##### ФРАГМЕНТ ТЕКСТА #####
Стихи, стихи, только стихи… на любой поворот головки цветка, неоштукатуренную красную кирпичную стену, чье-то возражение — все ассоциировалось с судьбами, в энергетическом переплетении линий жизни, образов и событий. В 1976 году умер мой жених, Арсений Семенов, поэт, жил в Хабаровске. Письмо о смерти пришло от наших общих знакомых спустя две недели после похорон. И на похоронах до- нецкого поэта Евгения Летюка я, вспомнив свою утрату, горько плакала об умершем Арсении. И ты потом прочла мне стихотворение, заканчи- вающееся:

— На чужих похоронах по тебе повою.
##### ПЕРЕЧЕНЬ ДАННЫХ #####
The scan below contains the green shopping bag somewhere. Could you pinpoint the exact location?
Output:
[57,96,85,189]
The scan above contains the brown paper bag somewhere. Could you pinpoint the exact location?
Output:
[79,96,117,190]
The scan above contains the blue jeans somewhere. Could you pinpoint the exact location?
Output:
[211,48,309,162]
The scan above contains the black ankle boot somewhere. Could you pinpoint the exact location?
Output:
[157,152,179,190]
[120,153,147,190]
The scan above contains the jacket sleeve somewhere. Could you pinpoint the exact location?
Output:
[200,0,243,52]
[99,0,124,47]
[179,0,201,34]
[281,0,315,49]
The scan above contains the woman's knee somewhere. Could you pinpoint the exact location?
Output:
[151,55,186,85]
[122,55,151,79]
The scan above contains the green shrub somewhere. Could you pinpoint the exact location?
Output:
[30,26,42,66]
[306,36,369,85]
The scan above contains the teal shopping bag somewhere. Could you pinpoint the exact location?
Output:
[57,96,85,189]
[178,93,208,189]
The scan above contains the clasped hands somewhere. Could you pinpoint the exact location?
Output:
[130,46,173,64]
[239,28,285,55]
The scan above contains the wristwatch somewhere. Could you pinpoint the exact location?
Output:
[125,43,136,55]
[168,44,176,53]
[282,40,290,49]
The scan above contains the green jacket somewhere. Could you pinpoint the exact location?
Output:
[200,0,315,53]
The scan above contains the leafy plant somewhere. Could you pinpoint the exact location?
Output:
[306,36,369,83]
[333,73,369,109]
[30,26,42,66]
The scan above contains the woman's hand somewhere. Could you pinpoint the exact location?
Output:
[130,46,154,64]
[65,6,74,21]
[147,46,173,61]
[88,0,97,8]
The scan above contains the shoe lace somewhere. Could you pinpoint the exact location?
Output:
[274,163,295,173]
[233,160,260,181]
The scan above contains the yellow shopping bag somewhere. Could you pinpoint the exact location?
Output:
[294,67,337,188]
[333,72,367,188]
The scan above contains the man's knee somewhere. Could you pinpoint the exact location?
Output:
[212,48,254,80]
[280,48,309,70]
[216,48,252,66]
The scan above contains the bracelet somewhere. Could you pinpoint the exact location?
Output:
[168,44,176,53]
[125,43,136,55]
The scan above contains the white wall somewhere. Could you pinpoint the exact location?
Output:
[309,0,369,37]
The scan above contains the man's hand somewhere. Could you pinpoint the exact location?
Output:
#####
ЗАДАЧИ
A. Ответьте по фрагменту воспоминаний на вопросы:
(i) В каком году умер Арсений Семенов?
(ii) В каком городе он жил?
(iii) Какой строкой заканчивалось прочитанное стихотворение?
B. Допишите продолжение фрагмента воспоминаний, начиная после строки «— На чужих похоронах по тебе повою».

ОТВЕТЫ К ЗАДАЧАМ
A.
(i) В 1976 году.
(ii) В Хабаровске.
(iii) «— На чужих похоронах по тебе повою».

B.
После литературного вечера, посвященного молодым поэтам в Доме работников культуры, где твое творчество не очень хорошо и даже отрицательно резко приняли некоторые поэты из Союза писателей, я очень переживала за тебя и утром сразу позвонила:

— Как ты?

— Стихи пишу. Я вчера как пришла в начале восьмого — до полдвенадцатого писала. Самое хорошее лекарство от всех неприятностей — писать стихи.

 

Когда ты в первый раз пришла ко мне в гости, должна была подойти еще одна девочка из литобъединения — это было 1 мая 1976 года. Мне она не очень нравилась. А ты относилась одинаково и к ней, и ко мне. В доме у меня было тихо. В комнате — книжный шкаф, диван, фортепиано. И ты, зайдя в комнату, все сразу определила: нашу будущую неразрывную, связанную крепче, чем родственными — творческими узами дружбу в продол- жение почти девяти лет.

Ты села на диван, стала поглаживать темно-синее меховое покрывало и начала тихо приговаривать:

 

Пусть она заявится в этот тихий дом!

Пусть она подавится нашим коньяком!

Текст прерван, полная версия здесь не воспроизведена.